Supplied text below:

Nature vs. Nurture: When a Chatbot Goes Bad
Can a bot really be a psychopath? The folks at MIT think so. Well sort of. MIT researchers recently conducted a study using AI to create a digital psychopath named Norman (loving the Alfred Hitchcock reference). But this wasn’t just a study to see if we can create monsters with technology – it was really designed to educate us as we enter the age of AI. That lesson? If you feed a bot bad or disturbing data, you’ll get bad or disturbing outcomes. It’s very much a nurture vs. nature conversation. Naturally AI is nothing much at all – just a series of 0s and 1s. But as you nurture it by feeding data into the system and defining the outcomes you want to achieve with it, the AI engine will find data, identify patterns and optimize around those outcomes.
AI is not inherently bad on its own. A chatbot, for example, can’t come up with its own theories or hypothesis and test them – they seek the outcome the people behind it told them to seek. In this case, MIT researchers got the outcome they wanted. They created a Norman Bates character for the digital age. And while that may seem like a stunt, the lesson should not be ignored.
As companies begin to think about the business cases for AI, it’s good to remember that how we train and build AI-powered tools will be just as important as the technology behind it. So often we see businesses get too in the weeds of the tech and employ teams of people for years and they still get a less than optimal end state. In the end, AI is a broad topic and not all of it is created equally. Know the use case you are looking to solve and optimize around that. Simply because an AI system can work to cure cancer doesn’t mean it will be good for other use cases like customer experience. Why? Because while the tech is the same, the data sets they use are very different. In the end, know what you want to achieve and test multiple models thoroughly. Because as Norman Bates famously said, “people always mean well.” But as we know, sometimes that isn’t enough.

End of Supplied text.
Supplied material below:

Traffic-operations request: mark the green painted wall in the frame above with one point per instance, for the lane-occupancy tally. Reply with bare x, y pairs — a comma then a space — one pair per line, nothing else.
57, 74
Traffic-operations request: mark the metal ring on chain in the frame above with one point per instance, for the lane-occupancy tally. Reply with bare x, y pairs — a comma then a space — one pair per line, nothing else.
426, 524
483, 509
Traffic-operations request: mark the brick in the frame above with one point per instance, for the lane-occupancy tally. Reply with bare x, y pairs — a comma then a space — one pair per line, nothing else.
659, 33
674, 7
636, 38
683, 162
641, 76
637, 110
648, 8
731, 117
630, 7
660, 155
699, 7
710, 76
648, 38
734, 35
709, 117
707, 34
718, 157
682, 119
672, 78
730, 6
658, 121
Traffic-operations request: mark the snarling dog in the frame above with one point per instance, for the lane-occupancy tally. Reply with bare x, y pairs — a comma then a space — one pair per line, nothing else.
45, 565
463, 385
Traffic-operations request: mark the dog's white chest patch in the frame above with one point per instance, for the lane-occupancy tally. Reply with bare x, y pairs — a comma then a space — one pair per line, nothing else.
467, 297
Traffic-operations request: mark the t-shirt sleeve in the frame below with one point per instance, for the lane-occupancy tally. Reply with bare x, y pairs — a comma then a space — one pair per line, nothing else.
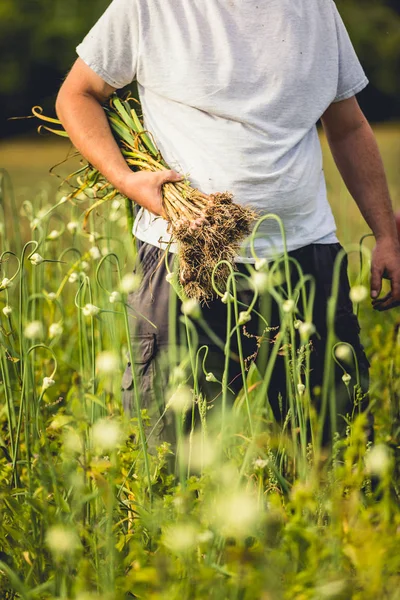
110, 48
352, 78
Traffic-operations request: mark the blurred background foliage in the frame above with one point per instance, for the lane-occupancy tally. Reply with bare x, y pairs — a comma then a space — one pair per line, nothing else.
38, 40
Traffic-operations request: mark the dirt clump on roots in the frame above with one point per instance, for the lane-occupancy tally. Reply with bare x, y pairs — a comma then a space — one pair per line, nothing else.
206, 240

End of Supplied material.
Supplied material below:

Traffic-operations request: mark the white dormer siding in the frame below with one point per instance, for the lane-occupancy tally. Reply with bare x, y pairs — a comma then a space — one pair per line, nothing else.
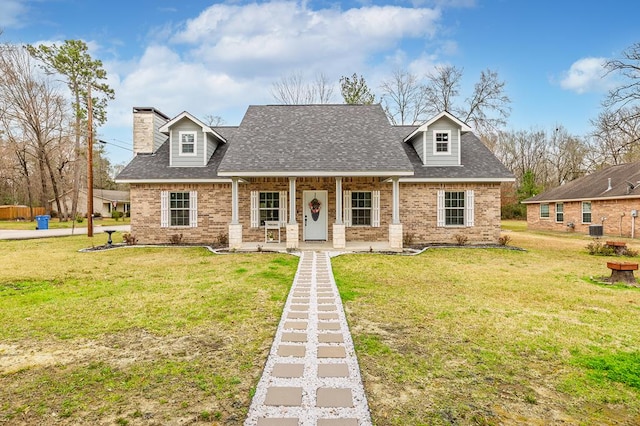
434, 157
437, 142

End of Supplied material.

- _Work order 1_: Rewrite the paragraph of the chatbot article that begins "AI is not inherently bad on its own" as a shorter paragraph, keeping its main facts.
- _Work order 2_:
Answer these questions using the chatbot article:
(a) What name did the MIT researchers give their digital psychopath?
(b) What famous line of Norman Bates does the article quote?
(c) What does the article say differs between an AI system for curing cancer and one for customer experience?
- _Work order 3_: In the chatbot article, give the text between "AI is not inherently" and "not be ignored.", inclusive, substituting "bot" for "chatbot".

- _Answer 1_: AI is not bad by nature. A chatbot can't form and test its own theories. It pursues whatever outcome its creators set. MIT researchers got the result they aimed for, a digital-age Norman Bates. It may look like a stunt, but its lesson matters.

- _Answer 2_:
(a) Norman
(b) "people always mean well."
(c) The data sets they use

- _Answer 3_:
AI is not inherently bad on its own. A bot, for example, can’t come up with its own theories or hypothesis and test them – they seek the outcome the people behind it told them to seek. In this case, MIT researchers got the outcome they wanted. They created a Norman Bates character for the digital age. And while that may seem like a stunt, the lesson should not be ignored.